+++ Dataset

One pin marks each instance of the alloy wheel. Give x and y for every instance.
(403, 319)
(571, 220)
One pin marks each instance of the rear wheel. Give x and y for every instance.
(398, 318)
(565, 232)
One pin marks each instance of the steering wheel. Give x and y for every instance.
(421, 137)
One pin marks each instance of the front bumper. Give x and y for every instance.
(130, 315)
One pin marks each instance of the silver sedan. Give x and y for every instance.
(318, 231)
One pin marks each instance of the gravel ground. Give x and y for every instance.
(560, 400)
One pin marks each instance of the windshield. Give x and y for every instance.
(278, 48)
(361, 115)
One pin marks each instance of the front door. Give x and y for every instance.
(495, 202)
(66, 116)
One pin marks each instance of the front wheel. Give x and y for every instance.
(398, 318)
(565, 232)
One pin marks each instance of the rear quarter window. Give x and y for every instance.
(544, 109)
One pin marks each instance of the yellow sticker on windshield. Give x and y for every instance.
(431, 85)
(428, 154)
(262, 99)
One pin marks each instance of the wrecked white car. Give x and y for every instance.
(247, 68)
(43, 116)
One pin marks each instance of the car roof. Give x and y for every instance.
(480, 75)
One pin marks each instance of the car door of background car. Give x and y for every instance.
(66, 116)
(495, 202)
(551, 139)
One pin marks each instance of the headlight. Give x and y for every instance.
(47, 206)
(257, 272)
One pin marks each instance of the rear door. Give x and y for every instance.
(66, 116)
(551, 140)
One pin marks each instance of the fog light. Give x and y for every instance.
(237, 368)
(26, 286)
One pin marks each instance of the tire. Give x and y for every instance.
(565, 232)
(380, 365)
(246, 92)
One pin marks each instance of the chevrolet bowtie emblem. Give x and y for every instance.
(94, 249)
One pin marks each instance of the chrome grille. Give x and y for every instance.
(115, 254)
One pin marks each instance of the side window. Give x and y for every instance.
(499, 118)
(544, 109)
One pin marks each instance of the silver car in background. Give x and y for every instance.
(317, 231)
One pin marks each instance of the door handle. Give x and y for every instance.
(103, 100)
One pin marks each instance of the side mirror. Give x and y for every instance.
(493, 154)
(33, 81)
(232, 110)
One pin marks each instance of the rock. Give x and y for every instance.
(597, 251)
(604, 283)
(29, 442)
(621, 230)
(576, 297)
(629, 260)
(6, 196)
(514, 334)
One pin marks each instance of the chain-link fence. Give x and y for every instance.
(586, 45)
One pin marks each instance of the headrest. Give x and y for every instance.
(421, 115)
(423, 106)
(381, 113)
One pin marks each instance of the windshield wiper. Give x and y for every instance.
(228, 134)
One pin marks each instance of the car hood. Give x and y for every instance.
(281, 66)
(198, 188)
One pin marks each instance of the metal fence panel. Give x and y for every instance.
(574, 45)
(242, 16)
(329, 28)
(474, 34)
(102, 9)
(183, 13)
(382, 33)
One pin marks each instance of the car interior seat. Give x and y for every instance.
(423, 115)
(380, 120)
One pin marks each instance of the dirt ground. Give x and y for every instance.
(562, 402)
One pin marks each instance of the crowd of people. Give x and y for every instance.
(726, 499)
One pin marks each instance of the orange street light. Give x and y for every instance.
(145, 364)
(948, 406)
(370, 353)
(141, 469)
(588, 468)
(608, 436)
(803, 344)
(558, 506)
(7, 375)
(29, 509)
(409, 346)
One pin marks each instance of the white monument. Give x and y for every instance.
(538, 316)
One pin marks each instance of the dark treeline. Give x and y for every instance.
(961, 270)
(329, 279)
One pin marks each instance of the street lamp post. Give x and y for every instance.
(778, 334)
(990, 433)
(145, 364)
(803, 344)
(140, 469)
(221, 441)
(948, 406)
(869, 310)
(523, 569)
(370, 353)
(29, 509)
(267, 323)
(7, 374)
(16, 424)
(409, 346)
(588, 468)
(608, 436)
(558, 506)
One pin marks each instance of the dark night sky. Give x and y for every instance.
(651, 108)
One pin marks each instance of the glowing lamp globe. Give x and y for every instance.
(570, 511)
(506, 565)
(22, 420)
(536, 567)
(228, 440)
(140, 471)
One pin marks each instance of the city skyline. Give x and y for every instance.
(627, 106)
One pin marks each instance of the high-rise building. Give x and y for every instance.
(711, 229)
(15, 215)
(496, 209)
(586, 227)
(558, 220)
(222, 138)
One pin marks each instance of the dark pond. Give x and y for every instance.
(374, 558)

++++++

What is needed =
Set down every line of the listing above again, exactly as given.

The answer =
One pin marks each instance of the alloy wheel. Give x and y for every instance.
(403, 319)
(571, 220)
One pin marks each instance of the rear wheel. Give x and y for every instance.
(398, 318)
(565, 232)
One pin marks each instance of the steering wheel. Give x and y for every instance.
(421, 137)
One pin marks each instance of the front bumper. Give x and y for every instance.
(130, 315)
One pin marks each instance of the silver sedan. Give x and y for every instance.
(318, 231)
One pin marks each instance of the gravel ground. Give x and y for every instance.
(560, 400)
One pin marks each instance of the windshield. Give x and y for every instance.
(278, 48)
(361, 115)
One pin marks each instance of the front door. Give x and y for every instance.
(495, 202)
(66, 116)
One pin marks each instance of the front wheel. Give x and y for every instance.
(398, 318)
(565, 232)
One pin marks each instance of the rear quarter window. Give x and y for every instance.
(544, 109)
One pin marks each instance of the yellow sticker on windshield. Give x and y for every instance.
(431, 85)
(428, 154)
(262, 99)
One pin marks each instance of the wrecked white car. Give x and y for every instance.
(247, 68)
(43, 116)
One pin marks each instance of the car roof. Give x and y for every instance.
(480, 75)
One pin marks each instance of the car door of background car. Give x and y for every instance.
(66, 116)
(495, 202)
(551, 139)
One pin marks each instance of the headlight. Give x and y for every instance.
(47, 206)
(257, 272)
One pin marks each instance of the rear door. Give x and y for every instance.
(66, 116)
(551, 140)
One pin marks each instance of the fog light. Give x and y for every instance.
(237, 368)
(26, 286)
One pin marks each instance of the tire. Give x and y for every instance.
(565, 232)
(380, 365)
(246, 92)
One pin marks each instance of the chevrolet bowtie emblem. Give x and y for every instance.
(94, 249)
One pin marks each instance of the chrome grille. Give x and y for every instance.
(115, 254)
One pin marks each instance of the side window. Give x and y for every instance.
(499, 118)
(544, 109)
One pin marks each instance of the silver car in background. Give x and y for every instance.
(317, 231)
One pin marks each instance of the door handle. Give x and y for every instance.
(103, 100)
One pin marks each instance of the side mirror. Give x and y for every instance.
(493, 154)
(33, 81)
(232, 110)
One pin marks each instance of the rock. Give x and y for every instance.
(597, 251)
(604, 283)
(29, 442)
(621, 230)
(576, 297)
(629, 260)
(6, 196)
(514, 334)
One pin marks each instance of the chain-link fence. Give x and y for every instance.
(586, 45)
One pin marks each instance of the headrest. Give x and y for every instance.
(421, 115)
(423, 106)
(381, 113)
One pin marks each instance of the windshield wiper. Give x and y for every instance.
(228, 134)
One pin marks each instance of the car hood. Give x and y for every instance.
(281, 66)
(198, 188)
One pin marks each instance of the metal fence panel. Give x and y for every instance.
(574, 45)
(242, 16)
(329, 28)
(474, 34)
(102, 9)
(183, 13)
(382, 33)
One pin marks each instance of the car interior seat. Give x and y for every instance.
(423, 115)
(380, 120)
One pin marks each instance of the dirt ground. Give x and y for every instance.
(562, 402)
One pin marks each instance of the crowd of people. Give x and y for every instance.
(726, 499)
One pin marks each instance of the orange street light. Give x and y for every instance.
(145, 364)
(948, 406)
(370, 353)
(141, 469)
(588, 468)
(608, 436)
(803, 344)
(558, 506)
(7, 375)
(29, 509)
(409, 346)
One pin marks each instance of the white monument. Give x and y for every instance.
(538, 316)
One pin marks each instance of the dark treeline. Give x and y for every instance.
(961, 270)
(329, 279)
One pin marks each instance of the street lamp post. Give x and y for every instance.
(778, 334)
(990, 433)
(145, 364)
(803, 344)
(140, 469)
(221, 441)
(948, 406)
(869, 310)
(523, 569)
(370, 353)
(29, 509)
(267, 323)
(7, 374)
(16, 424)
(409, 346)
(588, 468)
(608, 436)
(558, 506)
One pin marks each instance of the dark night sky. Give x and y for every instance.
(651, 108)
One pin marks each instance of the glowing lamp globe. Give x and y for every instance.
(570, 511)
(506, 565)
(22, 420)
(536, 567)
(228, 440)
(140, 471)
One pin marks each instance of the city skyline. Give x and y for every instance.
(627, 106)
One pin marks each instance of the high-rise building. Give x and y for every instance.
(711, 229)
(15, 215)
(496, 209)
(586, 227)
(558, 220)
(222, 138)
One pin marks each instance of the dark pond. Give x and y for every instance.
(374, 558)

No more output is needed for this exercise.